BRIEF 1: Could you reproduce the part of the RAM-and-swap crawling page that begins at the words "Kian8017 edited this" and ends after "seem to help."?
BRIEF 2: Can you carry on the RAM-and-swap crawling page from its last sentence?

0 RAM, swap, & stalling crawls how much memory is enough and what to do about it?
Kian8017 edited this page 2019-05-15 13:57:19 -05:00

WARNING: This is a stub begun by a non-expert. Use the ideas herein at your own risk. Correction & amplification welcomed.

TL;DR: 4 giB of RAM apparently wasn't enough for me. Enabling an 8 giB swap file didn't complete solve the problem, but it did seem to help.

For me, on an ultra light linux built from the mini.iso of Ubuntu 16.04 LTS Xenial 64 bit with X & Openbox, 4 giB of RAM wasn't enough for prolonged crawls. I monitored with htop and never SAW a low memory condition, but I wasn't looking at htop continuously, only now and then. But I'd find the crawl stalled & an error message on the crawl monitoring page http://localhost:8090/Crawler_p.html to the effect that crawling was paused for low memory. Drive space wasn't the issue, so I presume RAM usage peaked while I wasn't looking, the crawl paused, and RAM use went back down, so I still can't PROVE that was the issue, but that's the way to bet. For years I've routinely run without swap (that's "paging" in Windows-speak I think) because my normal use never made use of it. So I enabled an 8 giB swap file and my crawling has been stable since. The traditional recommendation to put swap on a separate filesystem is a very persistent idea but with a modern 'nix there is no clear advantage over a swap file. The only way to make swap significantly faster, AFAIK, is to put it on a partition managed by a separate drive controller & that works for either a swap filesystem or a swap file ON a separate filesystem.

INPUT DATA:
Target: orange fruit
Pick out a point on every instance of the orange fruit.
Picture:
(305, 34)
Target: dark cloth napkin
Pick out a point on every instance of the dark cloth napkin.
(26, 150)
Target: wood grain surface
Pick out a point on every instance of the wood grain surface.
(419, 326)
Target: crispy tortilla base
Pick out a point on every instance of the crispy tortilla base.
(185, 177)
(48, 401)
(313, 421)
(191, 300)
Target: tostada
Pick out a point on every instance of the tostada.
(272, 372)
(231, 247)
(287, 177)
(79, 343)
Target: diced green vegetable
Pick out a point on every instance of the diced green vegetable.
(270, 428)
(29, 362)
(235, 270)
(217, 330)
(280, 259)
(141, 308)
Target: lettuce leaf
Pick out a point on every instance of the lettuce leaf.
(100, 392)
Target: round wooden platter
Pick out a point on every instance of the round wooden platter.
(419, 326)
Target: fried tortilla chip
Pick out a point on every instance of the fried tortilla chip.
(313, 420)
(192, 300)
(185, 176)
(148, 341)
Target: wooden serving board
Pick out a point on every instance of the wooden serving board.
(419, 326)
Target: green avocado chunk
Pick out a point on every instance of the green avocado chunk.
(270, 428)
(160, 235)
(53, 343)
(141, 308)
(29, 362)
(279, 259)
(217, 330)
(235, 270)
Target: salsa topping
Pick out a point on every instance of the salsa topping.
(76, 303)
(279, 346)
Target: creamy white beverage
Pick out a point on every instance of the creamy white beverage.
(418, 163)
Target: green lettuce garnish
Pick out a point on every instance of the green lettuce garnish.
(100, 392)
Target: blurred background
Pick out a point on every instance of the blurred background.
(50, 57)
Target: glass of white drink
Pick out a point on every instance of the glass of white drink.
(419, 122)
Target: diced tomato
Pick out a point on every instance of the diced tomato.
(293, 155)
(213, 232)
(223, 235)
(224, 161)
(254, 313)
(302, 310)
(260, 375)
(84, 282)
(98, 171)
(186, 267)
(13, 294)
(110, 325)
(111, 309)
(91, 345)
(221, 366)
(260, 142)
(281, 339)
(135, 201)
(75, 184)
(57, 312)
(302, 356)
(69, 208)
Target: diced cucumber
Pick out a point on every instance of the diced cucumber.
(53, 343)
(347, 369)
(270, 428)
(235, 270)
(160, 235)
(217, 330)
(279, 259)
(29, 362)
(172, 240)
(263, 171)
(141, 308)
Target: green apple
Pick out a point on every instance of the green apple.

==

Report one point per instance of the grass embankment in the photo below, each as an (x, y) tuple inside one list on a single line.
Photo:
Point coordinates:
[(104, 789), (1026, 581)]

ANSWER 1:
Kian8017 edited this page 2019-05-15 13:57:19 -05:00

WARNING: This is a stub begun by a non-expert. Use the ideas herein at your own risk. Correction & amplification welcomed.

TL;DR: 4 giB of RAM apparently wasn't enough for me. Enabling an 8 giB swap file didn't complete solve the problem, but it did seem to help.

ANSWER 2:
Diagnostic Tools

Anyone exploring similar issues in a 'nix might want to try atop, which will log process and resource usage & let you figure out what happened when you weren't looking. It will create very large log files eventually, so you'll need to have some mechanism in place to deal with that occasionally, even if it is just manually zeroing or deleting them now and then.